Why is religious conflict within polytheistic beliefs uncommon?

by Zarhejo

Most religious conflict seems to be either between members of different religions, or within the same religion if we belong to a different sect, don't like the authority, or have a different interpretation about the teachings or precepts of our shared religion. However, most conflict within the same religion I've heard of seems to happen in monotheistic ones.

Is this the case, or is it just the this type of conflict (between members of the same polytheistic religion, because a faction thought one god was more prominent than the other) not well documented?

MagratMakeTheTea

To begin, "religion" is a modern and mostly Western category. Cultures that have not been Christianized generally don't have the same sense of religion as something discrete from everyday life. The ancient Greeks and Romans recognized that other cultures had their own ancestral practices, and while they considered their own practices superior, they weren't interested in going around converting people separately from political expansion. This is why the Jerusalem temple was (mostly) exempt from imperial cult--Judean ancestral practice forbade it, and the Romans respected the Judean culture as ancient.

———

▶ What is being asked: According to the discussion of religious conflict above, why was the Jerusalem temple mostly exempt from imperial cult?

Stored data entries

———

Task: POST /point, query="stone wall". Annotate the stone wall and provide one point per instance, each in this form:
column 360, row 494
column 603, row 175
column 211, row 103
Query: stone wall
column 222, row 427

———

▶ Response area: Judean ancestral practice forbade it, and the Romans respected Judean culture as ancient.